* _What is being asked_: Please return, unchanged, the lines of the records below, starting with the line that contains "Detect and localize the following in the given image: roof" and continuing through the final line of the records.

═══ Listed entries ═══

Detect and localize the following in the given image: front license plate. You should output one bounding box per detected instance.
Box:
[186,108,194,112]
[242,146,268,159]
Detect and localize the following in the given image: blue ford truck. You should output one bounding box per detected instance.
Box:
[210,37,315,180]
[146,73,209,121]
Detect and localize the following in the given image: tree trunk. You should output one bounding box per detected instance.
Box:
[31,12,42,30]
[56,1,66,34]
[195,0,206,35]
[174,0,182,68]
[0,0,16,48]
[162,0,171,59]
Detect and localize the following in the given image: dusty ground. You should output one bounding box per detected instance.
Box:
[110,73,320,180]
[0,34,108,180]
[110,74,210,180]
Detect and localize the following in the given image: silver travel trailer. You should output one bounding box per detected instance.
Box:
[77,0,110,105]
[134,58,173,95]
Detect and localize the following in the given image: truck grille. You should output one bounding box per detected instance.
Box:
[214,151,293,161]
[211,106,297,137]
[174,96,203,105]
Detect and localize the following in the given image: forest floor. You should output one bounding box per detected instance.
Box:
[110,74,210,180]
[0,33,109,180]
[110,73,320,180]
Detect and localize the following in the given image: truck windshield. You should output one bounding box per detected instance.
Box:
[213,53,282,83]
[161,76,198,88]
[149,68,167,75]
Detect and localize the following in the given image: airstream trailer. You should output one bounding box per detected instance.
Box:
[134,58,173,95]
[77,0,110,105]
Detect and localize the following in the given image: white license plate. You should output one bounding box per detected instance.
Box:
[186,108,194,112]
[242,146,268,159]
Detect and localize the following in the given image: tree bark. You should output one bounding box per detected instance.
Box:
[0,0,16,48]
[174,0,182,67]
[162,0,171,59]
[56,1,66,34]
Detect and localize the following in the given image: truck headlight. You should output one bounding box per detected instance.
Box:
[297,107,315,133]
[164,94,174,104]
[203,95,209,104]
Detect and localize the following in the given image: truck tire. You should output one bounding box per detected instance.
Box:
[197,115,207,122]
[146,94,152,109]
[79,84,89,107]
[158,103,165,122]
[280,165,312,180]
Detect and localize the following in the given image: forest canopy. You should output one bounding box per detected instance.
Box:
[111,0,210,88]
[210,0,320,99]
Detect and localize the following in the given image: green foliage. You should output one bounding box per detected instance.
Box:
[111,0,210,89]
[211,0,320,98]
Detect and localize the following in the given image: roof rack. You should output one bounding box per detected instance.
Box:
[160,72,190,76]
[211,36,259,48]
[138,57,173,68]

═══

* _Final result_:
Detect and localize the following in the given image: roof rack. You should output one bounding box per detected instance.
Box:
[160,72,190,76]
[211,36,259,48]
[138,57,173,68]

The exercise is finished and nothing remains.